* [DOCUMENT SECTION]:
______________________________
Finding a distant similarity means defining a new similarity group of
sequences and provide a description for it in terms of a sequence pattern
or profile. This description (i.e. the pattern) has to be diagnostic, i.e.
it has to cover only the members of the new group. In fact, such a diagnostic
pattern is sometimes regarded sufficient to prove the existence of the
group.
In principle, we can identify a group of sequences by some kind of a
database search. It can be simple database search, or profile search, or
pattern search. The process of identifying a group can be graphically depicted
as follows:
In the unsuccesful case, the members of the similarity group can not
be distinguished from other members of the database. In the successful case,
the new group is pulled out from underneath the pile of the other database
entries. There are four participants in this game: 1) query, 2) scoring
scheme (replacement matrix), 3) database, and 4) user. We
will now classify the search strategies based on these four factors.
As an hypothetical example, imagine that simple database search using
the BLAST program pulled out 2 sequences that are weakly similar to the
query sequence. All other suspected homologs of the query are buried somewhere
in the search results.
Using a better query, like a pattern, or using a better scoring scheme,
or a different database, will separate the known homologs from the unrelated
sequences and may reveal new members of the similarity group
The simplest thing one can do is to delete all unimportant parts of
the query and use only the suspected similarity region for database search.
Clearly, the unimportant parts of the query only provide "noise"
in the alignments, so it is better to get rid of them.
Second, we can replace the query with an alignment motif. Such a motif
can be derived intuitively, or we can use programs, such as PIMA or PROPAT for building
them. We will now use the new motif as a query. If it identifies a closed
group of sequences, we found the new similarity. If we do not succeed,
we can try to build a profile, and use that as a query, until we arrive
to a situation as shown in the above figure B. Naturally, one has to use
a great deal of biological knowledge in order to evaluate the group, e.g.
using the rules summarized in
Finally, there is a simple presentation strategy, based on the query:
Each alignment (obtained e.g. using BLAST) can be graphically mapped onto
the query and in this way the "conspicuous regions" of the query
can be easily picked up by inspection (graphic sorting).
If one can construct a special replacement matrix that is specific for a given similarity group, that matrix will eventually pull out the new similarity group in a database search. Naturally, one can not find a specific matrix for a group not yet found. However one can find a matrix that is more sensitive to most similarity groups. As already mentioned, some amino acids like C and P are structurally important while W and H are frequent participants in motifs. One can build a matrix that will assign a double cost (matrix diagonal value) for these amino acids. This matrix can be used with any search program, sometimes with good results.
______________________________
* [DATASET]:
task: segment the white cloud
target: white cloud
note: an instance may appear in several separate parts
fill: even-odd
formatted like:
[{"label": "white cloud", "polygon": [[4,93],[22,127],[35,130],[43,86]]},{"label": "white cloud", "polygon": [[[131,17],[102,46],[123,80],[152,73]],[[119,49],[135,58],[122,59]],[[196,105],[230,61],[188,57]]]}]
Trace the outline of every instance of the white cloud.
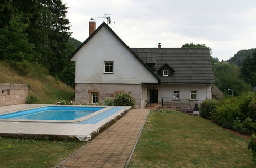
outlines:
[{"label": "white cloud", "polygon": [[67,18],[72,36],[83,41],[88,21],[99,26],[111,14],[110,26],[131,47],[180,47],[203,43],[213,55],[224,60],[243,49],[256,48],[256,1],[74,1]]}]

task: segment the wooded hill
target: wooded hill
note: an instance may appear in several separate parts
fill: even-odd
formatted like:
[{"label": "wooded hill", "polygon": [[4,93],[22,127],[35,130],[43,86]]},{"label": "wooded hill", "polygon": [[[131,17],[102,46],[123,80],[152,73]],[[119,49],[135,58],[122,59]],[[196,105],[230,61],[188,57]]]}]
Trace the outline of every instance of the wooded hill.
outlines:
[{"label": "wooded hill", "polygon": [[1,1],[0,61],[22,75],[42,66],[73,86],[75,65],[68,58],[79,43],[70,38],[67,9],[61,0]]},{"label": "wooded hill", "polygon": [[249,49],[242,49],[239,51],[234,56],[232,57],[227,61],[229,63],[233,63],[241,67],[243,65],[244,60],[247,57],[252,57],[254,52],[256,52],[256,48]]}]

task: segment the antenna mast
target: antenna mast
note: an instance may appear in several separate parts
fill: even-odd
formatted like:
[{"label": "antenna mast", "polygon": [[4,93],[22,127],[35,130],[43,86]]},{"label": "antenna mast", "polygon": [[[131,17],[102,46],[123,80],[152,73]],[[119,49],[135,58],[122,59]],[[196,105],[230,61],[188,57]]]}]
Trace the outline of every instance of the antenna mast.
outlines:
[{"label": "antenna mast", "polygon": [[[97,18],[101,18],[101,19],[103,18],[103,19],[106,19],[106,24],[108,25],[109,24],[111,23],[111,21],[110,20],[110,17],[109,16],[108,16],[108,15],[110,15],[111,14],[110,14],[106,13],[105,14],[105,17],[97,17]],[[115,22],[114,22],[114,24],[115,23]]]}]

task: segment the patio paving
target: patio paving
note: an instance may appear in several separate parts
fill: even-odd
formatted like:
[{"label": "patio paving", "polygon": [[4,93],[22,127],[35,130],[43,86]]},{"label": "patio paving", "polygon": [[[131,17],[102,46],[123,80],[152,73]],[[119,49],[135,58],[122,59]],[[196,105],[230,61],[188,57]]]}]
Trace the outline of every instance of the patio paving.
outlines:
[{"label": "patio paving", "polygon": [[149,111],[146,109],[130,111],[56,167],[124,167]]}]

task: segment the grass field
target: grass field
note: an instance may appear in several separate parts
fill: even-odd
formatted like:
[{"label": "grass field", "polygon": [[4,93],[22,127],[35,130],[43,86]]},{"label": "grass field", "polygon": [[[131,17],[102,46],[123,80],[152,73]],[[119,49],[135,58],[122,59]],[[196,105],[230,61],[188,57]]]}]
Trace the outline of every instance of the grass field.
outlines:
[{"label": "grass field", "polygon": [[53,167],[83,144],[0,137],[0,167]]},{"label": "grass field", "polygon": [[151,111],[129,167],[251,167],[247,140],[209,121]]}]

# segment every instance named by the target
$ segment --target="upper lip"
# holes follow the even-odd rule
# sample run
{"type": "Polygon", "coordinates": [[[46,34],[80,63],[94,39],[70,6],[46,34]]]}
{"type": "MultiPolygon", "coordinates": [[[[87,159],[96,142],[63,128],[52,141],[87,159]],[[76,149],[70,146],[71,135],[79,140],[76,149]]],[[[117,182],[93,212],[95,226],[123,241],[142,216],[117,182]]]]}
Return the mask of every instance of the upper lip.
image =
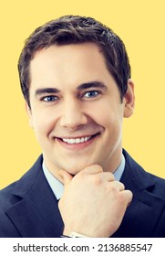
______________________________
* [WORK ITEM A]:
Answer these questions about the text on finding distant sequence similarity:
(i) What four participants does it list in the search for a new similarity group?
(ii) Which programs does it name for building alignment motifs?
(iii) Which amino acids does it call frequent participants in motifs?
* [WORK ITEM B]:
Write the next part of the text on finding distant sequence similarity, picking up after its final sentence.

* [YOUR RESPONSE A]:
(i) The query, the scoring scheme (replacement matrix), the database, and the user.
(ii) PIMA and PROPAT.
(iii) W and H.

* [YOUR RESPONSE B]:
We can build statistical replacement matrices based on the multiple alignments of known modules (domains). Both of these strategies are highly empirical, and there is no guarantee for success. They can provide a good starting point, however. Namely, the sequences that are fished out by this method can be further used to build motifs and profiles and the searches can be statistically evaluated.
Beside the matrix, careful choice of the gap penalty can also improve
the sensitivity. The philosophy of choosing a formula for gap penalty is
usually quite arbitrary. Some simple strategies like length dependent gaps,
improved sensitivity by themselves. One can build a gap penalty function
dependent on the predicted secondary structure of the query. For example
it is known that a-helices do not usually accept
insertions and deletions, so one can put a higher gap penalty for these
regions.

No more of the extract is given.